● 文档片段:

+---+

QA 数据集保存为 <输入文件名>.qa.json，位于输入文件目录或 Gradio 临时目录。

示例输出（Chapter_004.txt）：

[{"question": "为什么林老爷让小棠牵着青青的手出去？","answer": "林老爷让小棠牵着青青的手出去，是为了在皇帝生气的情况下，小心护着青青离开皇宫..."},...
]

示例工作流程

上传：上传包含青青、玉珍等角色故事的 Chapter_004.txt。
处理：工具将文本分割为句子，生成问题，补充主语，使用 RAG 生成回答。
输出：
- 状态：文件处理成功！共生成 18 个 QA 对，保存至 Chapter_004.qa.json
- 表格：展示类似“为什么青青低着头往前走？”的 QA 对。
- 图表：显示句子数量（例如 20）和 QA 对数量（例如 18）的柱状图。

+---+

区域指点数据

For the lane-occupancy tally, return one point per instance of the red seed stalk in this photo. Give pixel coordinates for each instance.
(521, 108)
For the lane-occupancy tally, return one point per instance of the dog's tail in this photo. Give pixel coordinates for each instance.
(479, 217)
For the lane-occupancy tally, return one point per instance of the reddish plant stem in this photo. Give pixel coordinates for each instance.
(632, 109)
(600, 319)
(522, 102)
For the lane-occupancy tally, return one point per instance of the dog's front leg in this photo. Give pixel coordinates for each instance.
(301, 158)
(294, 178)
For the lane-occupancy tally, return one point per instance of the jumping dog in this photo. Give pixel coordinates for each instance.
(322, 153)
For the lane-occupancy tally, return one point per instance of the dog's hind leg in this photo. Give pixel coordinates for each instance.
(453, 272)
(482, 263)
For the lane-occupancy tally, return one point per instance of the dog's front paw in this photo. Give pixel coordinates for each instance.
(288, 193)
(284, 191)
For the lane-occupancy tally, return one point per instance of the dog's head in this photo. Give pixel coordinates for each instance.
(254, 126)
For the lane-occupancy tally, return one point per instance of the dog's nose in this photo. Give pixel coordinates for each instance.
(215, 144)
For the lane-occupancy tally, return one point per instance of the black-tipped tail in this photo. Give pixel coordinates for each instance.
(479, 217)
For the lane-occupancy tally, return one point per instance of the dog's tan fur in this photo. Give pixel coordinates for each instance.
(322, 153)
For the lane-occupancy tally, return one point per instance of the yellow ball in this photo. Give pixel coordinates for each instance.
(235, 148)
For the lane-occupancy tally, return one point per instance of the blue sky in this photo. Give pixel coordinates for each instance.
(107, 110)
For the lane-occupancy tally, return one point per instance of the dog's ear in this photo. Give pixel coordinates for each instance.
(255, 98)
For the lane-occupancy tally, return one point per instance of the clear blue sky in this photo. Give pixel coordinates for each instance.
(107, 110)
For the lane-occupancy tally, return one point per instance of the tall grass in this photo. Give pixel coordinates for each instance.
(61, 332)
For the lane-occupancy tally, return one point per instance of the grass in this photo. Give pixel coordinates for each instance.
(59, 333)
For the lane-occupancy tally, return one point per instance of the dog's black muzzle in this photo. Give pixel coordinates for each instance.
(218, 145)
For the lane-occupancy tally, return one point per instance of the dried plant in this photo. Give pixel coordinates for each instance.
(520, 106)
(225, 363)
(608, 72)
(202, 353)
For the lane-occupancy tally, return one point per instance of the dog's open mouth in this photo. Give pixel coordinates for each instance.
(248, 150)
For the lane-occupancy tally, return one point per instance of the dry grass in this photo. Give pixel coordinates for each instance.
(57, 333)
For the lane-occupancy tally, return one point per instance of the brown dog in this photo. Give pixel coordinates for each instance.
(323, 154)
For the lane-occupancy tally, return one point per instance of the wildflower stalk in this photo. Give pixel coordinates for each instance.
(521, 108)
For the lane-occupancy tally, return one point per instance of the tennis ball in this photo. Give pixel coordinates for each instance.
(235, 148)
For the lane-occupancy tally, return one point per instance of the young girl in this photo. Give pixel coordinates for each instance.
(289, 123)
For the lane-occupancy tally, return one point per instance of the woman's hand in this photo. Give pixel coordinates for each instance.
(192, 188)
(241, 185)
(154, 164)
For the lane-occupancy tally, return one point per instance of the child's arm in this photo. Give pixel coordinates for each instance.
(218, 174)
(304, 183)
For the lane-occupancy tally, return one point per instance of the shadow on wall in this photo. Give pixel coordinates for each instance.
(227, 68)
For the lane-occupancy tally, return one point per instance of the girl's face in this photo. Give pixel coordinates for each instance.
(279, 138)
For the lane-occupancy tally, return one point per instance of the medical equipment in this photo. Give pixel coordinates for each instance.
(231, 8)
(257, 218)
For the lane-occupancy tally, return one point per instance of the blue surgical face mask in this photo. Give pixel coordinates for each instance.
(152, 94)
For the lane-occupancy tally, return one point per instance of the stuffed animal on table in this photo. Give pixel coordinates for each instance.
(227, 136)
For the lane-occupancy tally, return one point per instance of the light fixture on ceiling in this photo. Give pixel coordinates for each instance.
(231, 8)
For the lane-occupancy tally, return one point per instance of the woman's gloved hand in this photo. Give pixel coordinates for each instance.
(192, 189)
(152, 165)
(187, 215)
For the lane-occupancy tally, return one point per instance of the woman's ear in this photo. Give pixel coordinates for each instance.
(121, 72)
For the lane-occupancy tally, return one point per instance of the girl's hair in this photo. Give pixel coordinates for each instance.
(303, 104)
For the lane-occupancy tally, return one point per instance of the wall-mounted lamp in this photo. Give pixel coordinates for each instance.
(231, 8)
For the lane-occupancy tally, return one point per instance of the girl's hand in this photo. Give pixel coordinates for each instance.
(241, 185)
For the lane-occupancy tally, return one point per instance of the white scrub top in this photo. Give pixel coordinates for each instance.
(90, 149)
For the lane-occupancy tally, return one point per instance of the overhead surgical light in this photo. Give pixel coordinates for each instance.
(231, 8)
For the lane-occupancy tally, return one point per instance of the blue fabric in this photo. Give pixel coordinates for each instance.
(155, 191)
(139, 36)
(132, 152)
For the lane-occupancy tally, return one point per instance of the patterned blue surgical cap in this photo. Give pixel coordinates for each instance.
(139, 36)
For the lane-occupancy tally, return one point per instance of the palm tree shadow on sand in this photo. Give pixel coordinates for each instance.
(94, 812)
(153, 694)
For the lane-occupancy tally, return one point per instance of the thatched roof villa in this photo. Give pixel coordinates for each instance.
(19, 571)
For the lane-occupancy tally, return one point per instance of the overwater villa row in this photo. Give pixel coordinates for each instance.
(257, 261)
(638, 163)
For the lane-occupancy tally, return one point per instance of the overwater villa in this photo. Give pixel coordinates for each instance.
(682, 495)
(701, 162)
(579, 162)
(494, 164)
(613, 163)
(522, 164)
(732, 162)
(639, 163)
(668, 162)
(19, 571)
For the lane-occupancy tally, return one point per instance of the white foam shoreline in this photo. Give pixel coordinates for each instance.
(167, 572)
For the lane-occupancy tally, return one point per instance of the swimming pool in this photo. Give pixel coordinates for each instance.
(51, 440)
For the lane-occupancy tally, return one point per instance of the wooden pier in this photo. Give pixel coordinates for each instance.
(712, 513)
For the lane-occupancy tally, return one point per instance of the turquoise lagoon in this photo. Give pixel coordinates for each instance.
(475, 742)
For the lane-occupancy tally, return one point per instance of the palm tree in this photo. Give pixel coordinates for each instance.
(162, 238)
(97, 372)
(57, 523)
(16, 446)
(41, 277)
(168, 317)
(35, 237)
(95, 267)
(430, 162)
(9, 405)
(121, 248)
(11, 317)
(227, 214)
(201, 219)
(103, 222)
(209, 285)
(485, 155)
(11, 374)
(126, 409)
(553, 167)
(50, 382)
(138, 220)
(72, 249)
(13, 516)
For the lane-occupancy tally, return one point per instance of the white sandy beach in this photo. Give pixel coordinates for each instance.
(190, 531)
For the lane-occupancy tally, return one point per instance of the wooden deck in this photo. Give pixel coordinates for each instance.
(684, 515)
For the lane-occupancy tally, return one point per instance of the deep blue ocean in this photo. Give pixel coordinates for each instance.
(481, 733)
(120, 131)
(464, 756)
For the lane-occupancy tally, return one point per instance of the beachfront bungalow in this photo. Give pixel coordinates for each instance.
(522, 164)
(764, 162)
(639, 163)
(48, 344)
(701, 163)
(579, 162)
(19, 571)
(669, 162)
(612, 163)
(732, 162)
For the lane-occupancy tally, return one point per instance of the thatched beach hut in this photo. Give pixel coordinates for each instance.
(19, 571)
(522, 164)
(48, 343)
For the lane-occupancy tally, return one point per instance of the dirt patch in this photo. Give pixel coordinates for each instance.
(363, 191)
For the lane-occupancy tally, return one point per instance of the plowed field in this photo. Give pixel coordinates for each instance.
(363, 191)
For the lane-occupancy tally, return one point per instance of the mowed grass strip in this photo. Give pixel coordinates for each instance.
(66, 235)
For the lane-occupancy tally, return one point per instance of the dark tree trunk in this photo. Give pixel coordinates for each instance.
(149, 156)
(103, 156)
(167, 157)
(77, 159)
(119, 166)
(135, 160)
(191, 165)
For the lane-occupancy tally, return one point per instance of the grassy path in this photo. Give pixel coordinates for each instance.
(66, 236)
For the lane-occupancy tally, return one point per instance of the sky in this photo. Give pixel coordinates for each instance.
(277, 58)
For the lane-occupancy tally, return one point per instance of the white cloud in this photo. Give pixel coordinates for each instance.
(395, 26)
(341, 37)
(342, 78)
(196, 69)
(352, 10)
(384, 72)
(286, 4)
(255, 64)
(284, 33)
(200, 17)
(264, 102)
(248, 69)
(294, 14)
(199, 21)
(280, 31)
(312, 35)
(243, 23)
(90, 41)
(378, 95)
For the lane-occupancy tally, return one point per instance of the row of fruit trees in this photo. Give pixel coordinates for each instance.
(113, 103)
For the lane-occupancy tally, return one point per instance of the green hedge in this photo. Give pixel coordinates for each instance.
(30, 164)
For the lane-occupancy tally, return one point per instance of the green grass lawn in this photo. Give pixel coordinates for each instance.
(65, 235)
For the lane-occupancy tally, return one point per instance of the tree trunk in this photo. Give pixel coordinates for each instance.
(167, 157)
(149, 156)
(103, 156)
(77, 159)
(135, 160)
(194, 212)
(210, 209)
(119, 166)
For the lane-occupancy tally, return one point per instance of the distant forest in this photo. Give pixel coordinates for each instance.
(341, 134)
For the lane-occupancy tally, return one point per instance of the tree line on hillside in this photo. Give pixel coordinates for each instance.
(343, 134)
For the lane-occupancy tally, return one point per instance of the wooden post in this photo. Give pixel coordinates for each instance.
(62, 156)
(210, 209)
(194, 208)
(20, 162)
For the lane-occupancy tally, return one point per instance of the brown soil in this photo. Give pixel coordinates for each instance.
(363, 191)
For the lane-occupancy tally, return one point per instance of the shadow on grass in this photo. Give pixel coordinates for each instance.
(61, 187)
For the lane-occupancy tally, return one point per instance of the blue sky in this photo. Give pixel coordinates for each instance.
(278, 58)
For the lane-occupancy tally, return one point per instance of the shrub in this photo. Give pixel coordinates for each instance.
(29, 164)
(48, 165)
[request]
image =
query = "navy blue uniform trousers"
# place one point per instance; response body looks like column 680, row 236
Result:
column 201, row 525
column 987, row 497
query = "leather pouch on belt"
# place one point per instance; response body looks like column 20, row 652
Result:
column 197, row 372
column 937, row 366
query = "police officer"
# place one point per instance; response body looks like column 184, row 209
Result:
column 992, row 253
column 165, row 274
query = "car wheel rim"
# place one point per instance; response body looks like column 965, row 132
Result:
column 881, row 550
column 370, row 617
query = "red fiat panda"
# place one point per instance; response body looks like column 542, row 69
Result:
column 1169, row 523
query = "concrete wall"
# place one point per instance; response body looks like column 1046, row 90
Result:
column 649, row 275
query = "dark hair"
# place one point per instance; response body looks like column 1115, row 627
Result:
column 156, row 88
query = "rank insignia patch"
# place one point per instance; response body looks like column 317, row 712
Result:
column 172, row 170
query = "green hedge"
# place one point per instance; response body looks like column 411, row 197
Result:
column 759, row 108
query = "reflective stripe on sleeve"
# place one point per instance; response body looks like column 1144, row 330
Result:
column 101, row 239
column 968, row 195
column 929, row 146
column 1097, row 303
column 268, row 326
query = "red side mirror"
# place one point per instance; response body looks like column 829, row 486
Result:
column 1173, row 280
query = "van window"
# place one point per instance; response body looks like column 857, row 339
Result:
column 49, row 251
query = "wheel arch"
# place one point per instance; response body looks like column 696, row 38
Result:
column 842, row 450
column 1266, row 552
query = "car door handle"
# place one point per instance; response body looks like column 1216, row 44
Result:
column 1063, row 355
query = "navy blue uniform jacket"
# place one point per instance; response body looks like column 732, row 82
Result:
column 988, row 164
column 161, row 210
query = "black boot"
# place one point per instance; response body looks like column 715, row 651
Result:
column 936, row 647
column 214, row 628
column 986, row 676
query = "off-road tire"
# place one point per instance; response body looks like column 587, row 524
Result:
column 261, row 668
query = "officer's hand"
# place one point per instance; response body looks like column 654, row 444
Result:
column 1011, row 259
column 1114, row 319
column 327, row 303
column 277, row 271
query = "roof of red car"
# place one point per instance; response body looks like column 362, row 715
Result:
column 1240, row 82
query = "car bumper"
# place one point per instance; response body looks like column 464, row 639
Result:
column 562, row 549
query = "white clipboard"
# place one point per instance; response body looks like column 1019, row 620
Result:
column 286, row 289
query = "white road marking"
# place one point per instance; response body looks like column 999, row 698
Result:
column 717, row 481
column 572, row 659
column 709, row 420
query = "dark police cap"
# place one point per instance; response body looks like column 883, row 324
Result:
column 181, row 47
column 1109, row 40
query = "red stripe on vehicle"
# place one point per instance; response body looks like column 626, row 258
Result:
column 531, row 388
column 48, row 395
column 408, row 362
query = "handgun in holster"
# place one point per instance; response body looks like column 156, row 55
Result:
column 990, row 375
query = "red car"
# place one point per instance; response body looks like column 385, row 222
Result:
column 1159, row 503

+---+

● 本次任务:
(1) 把 QA 数据集生成说明中以“上传：上传包含”开头的那段流程压缩成简短的要点列表，主要信息不能丢。
(2) 从 QA 数据集生成说明的最后一句之后接着往下写。

● 你的回答:
(1)
- 上传：提交含青青、玉珍等角色故事的 Chapter_004.txt。
- 处理：分句、生成问题、补充主语，再用 RAG 生成回答。
- 输出：状态提示处理成功，共生成 18 个 QA 对并存入 Chapter_004.qa.json；表格列出 QA 对（如“为什么青青低着头往前走？”）；柱状图对比句子数（如 20）与 QA 对数（如 18）。

(2)
- 下载：提供 Chapter_004.qa.json 文件。

注意事项

API 密钥安全：切勿硬编码 API 密钥，建议使用 .env 文件存储。
性能：大型文件可能增加处理时间和 API 成本，建议分割大文件。
Gradio 界面：确保 Gradio 服务器运行以访问 Web 界面。使用 demo.launch(share=True) 可公开分享（需 Gradio 账户）。
依赖问题：如遇到 chromadb 或 sentence-transformers 问题，确保 Python 环境干净且版本兼容。